→ Work task 1: Retype the Zesto passage word for word from "Janet Meads Green" to "of summer joy.".
→ Work task 2: According to the Zesto passage, why does Janet call the current building "a mansion now"?

→ Supplied passage:
Janet Meads Green SS ’71 posts two important signs: Zesto OPEN and Zesto CLOSED. She reports that when the OPEN sign appears in March, cars honk and people cheer. People sound the horn and wave and turn their vehicles around to roll into Zesto on Broadway. They greet her cheerily with shouts of, “It’s about time!”, “Spring is here!”, and “Thank Heaven! The kids have been begging me to bring them!” Likewise, the ‘Will Close in 2 Weeks’ sign brings sighs and lines of families awaiting their last scoop of summer joy.
Janet has held the southwest Fort Wayne family together at Creighton and Broadway for many years, both part-time and full-time. Between 1970 and 1999, she divided her working hours between Eckrich and Zesto even as she and her husband Randy had their full time home in Romulus, MI. Randy, a pilot, flew out of Willow Run Airport. In 1999, they moved to Fort Wayne and Janet took over Zesto full-time. She calls the current Zesto building “a mansion now” compared to the 1949 unheated room where it began.

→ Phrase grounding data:
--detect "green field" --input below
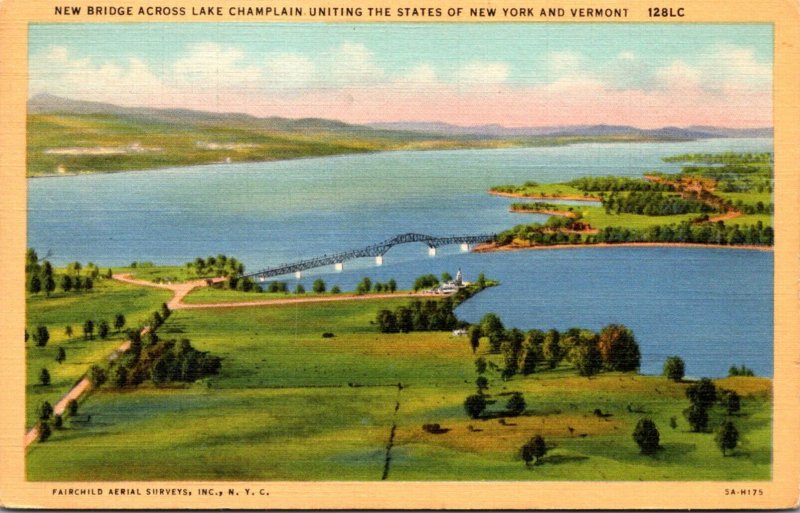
[26,280,171,426]
[27,292,771,481]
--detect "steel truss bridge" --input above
[243,233,495,281]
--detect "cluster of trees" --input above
[375,297,460,333]
[36,399,78,443]
[584,221,774,246]
[25,248,111,297]
[603,191,719,216]
[104,336,222,388]
[468,313,641,379]
[567,176,674,192]
[356,276,397,294]
[186,254,244,277]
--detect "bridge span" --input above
[243,233,495,281]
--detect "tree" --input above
[686,378,717,410]
[662,356,686,381]
[114,314,125,333]
[719,390,742,415]
[575,343,603,376]
[464,394,486,419]
[683,404,708,433]
[59,274,72,292]
[506,392,527,417]
[89,365,108,387]
[56,347,67,363]
[597,324,641,372]
[714,421,739,457]
[37,421,52,443]
[633,419,661,454]
[33,325,50,347]
[469,324,481,354]
[83,319,94,340]
[39,401,53,420]
[97,320,110,340]
[28,273,42,294]
[520,435,547,467]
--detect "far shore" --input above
[489,190,602,202]
[472,242,774,253]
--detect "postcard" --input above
[0,0,800,510]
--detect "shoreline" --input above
[488,190,602,203]
[472,242,775,253]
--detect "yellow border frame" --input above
[0,0,800,510]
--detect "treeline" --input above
[375,273,494,333]
[602,191,719,216]
[186,254,244,277]
[496,216,774,246]
[468,313,641,379]
[25,248,112,297]
[566,176,674,192]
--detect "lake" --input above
[28,139,773,376]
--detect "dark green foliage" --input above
[683,404,708,433]
[718,390,742,415]
[633,419,660,454]
[37,421,52,443]
[39,369,50,387]
[83,319,94,340]
[39,401,53,420]
[97,320,111,340]
[728,365,755,377]
[89,365,108,387]
[464,394,486,419]
[686,378,717,410]
[114,314,125,332]
[413,274,439,292]
[714,421,739,456]
[506,392,527,417]
[662,356,686,381]
[33,325,50,347]
[520,435,547,466]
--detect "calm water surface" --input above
[28,139,773,376]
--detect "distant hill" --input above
[27,95,771,176]
[369,122,772,139]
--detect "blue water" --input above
[28,139,773,376]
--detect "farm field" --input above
[27,292,771,481]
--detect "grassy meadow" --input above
[27,294,771,481]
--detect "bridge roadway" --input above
[243,233,495,280]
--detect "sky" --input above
[28,23,773,128]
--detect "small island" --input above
[476,153,774,252]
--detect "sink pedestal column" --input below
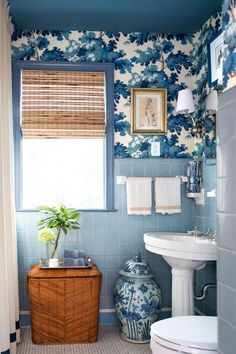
[172,268,194,317]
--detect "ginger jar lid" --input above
[119,253,155,279]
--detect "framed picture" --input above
[208,33,223,86]
[131,88,167,135]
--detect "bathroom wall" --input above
[217,86,236,354]
[222,0,236,90]
[17,159,195,325]
[12,24,220,158]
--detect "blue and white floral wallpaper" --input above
[222,0,236,90]
[12,14,221,158]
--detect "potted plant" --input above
[37,205,80,266]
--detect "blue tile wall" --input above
[17,159,196,324]
[195,159,217,316]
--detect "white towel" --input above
[155,177,181,214]
[126,177,152,215]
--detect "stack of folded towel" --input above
[64,250,85,267]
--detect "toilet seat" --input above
[151,316,217,354]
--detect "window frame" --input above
[12,61,115,211]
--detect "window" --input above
[13,62,114,210]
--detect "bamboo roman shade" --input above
[21,70,106,139]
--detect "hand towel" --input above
[64,249,84,258]
[155,177,181,214]
[126,177,152,215]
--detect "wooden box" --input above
[27,265,102,344]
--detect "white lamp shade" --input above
[205,90,218,113]
[176,88,195,114]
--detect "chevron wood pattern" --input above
[27,265,102,344]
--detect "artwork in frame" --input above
[131,88,167,135]
[208,33,223,86]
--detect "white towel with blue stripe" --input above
[126,177,152,215]
[155,177,181,214]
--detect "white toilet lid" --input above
[151,316,217,350]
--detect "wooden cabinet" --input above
[27,265,102,344]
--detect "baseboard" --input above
[20,308,171,328]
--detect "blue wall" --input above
[195,159,217,316]
[12,14,221,323]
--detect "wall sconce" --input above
[205,90,218,118]
[176,88,204,138]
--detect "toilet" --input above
[150,316,217,354]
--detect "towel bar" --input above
[117,176,188,184]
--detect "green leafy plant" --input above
[37,205,80,258]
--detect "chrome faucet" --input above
[188,226,216,241]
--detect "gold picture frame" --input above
[131,88,167,135]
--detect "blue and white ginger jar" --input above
[114,254,161,343]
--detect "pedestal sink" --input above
[144,232,216,316]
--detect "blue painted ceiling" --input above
[9,0,222,33]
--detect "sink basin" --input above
[144,232,217,316]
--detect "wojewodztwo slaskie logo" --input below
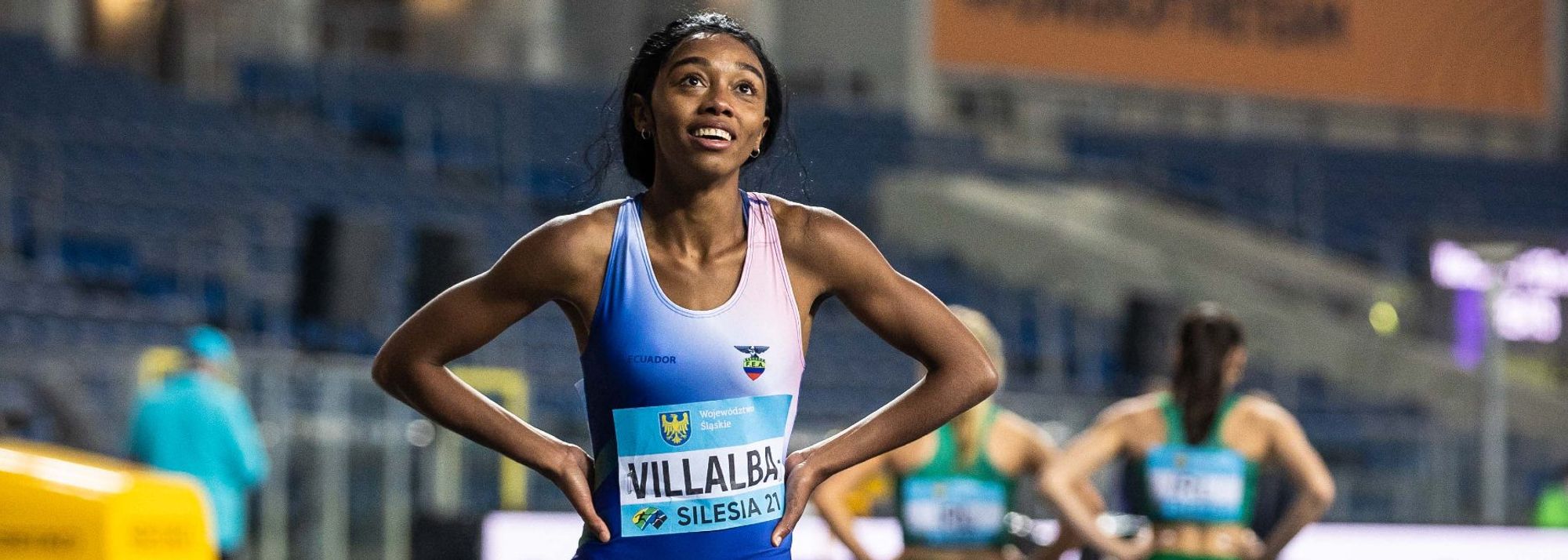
[659,411,691,445]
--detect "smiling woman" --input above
[375,14,997,560]
[619,14,786,187]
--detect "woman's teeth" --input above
[695,127,732,141]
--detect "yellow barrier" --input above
[436,367,528,510]
[0,438,218,560]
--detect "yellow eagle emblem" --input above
[659,411,691,445]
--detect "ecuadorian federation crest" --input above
[735,347,768,381]
[659,411,691,445]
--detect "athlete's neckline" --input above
[629,190,760,317]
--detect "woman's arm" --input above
[812,453,889,560]
[773,209,997,546]
[373,216,610,541]
[1259,402,1334,558]
[1041,405,1151,560]
[1030,425,1105,560]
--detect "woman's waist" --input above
[898,544,1007,560]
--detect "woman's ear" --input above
[632,94,654,136]
[751,116,773,149]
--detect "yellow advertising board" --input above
[0,438,218,560]
[931,0,1549,118]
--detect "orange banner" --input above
[931,0,1548,118]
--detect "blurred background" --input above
[0,0,1568,560]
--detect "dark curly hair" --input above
[583,13,811,202]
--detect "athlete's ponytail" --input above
[1171,301,1245,444]
[949,306,1007,469]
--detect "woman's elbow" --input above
[1306,480,1336,511]
[1040,469,1073,504]
[370,348,403,391]
[969,365,1002,405]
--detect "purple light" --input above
[1432,240,1491,292]
[1491,289,1563,342]
[1454,290,1486,372]
[1432,240,1568,345]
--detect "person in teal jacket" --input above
[130,325,268,557]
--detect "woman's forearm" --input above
[1043,474,1120,555]
[375,361,564,471]
[1264,496,1330,558]
[808,362,997,475]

→ Task answer 1:
Janet Meads Green SS ’71 posts two important signs: Zesto OPEN and Zesto CLOSED. She reports that when the OPEN sign appears in March, cars honk and people cheer. People sound the horn and wave and turn their vehicles around to roll into Zesto on Broadway. They greet her cheerily with shouts of, “It’s about time!”, “Spring is here!”, and “Thank Heaven! The kids have been begging me to bring them!” Likewise, the ‘Will Close in 2 Weeks’ sign brings sighs and lines of families awaiting their last scoop of summer joy.

→ Task answer 2: She says it in comparison to where Zesto began in 1949, which was a single unheated room.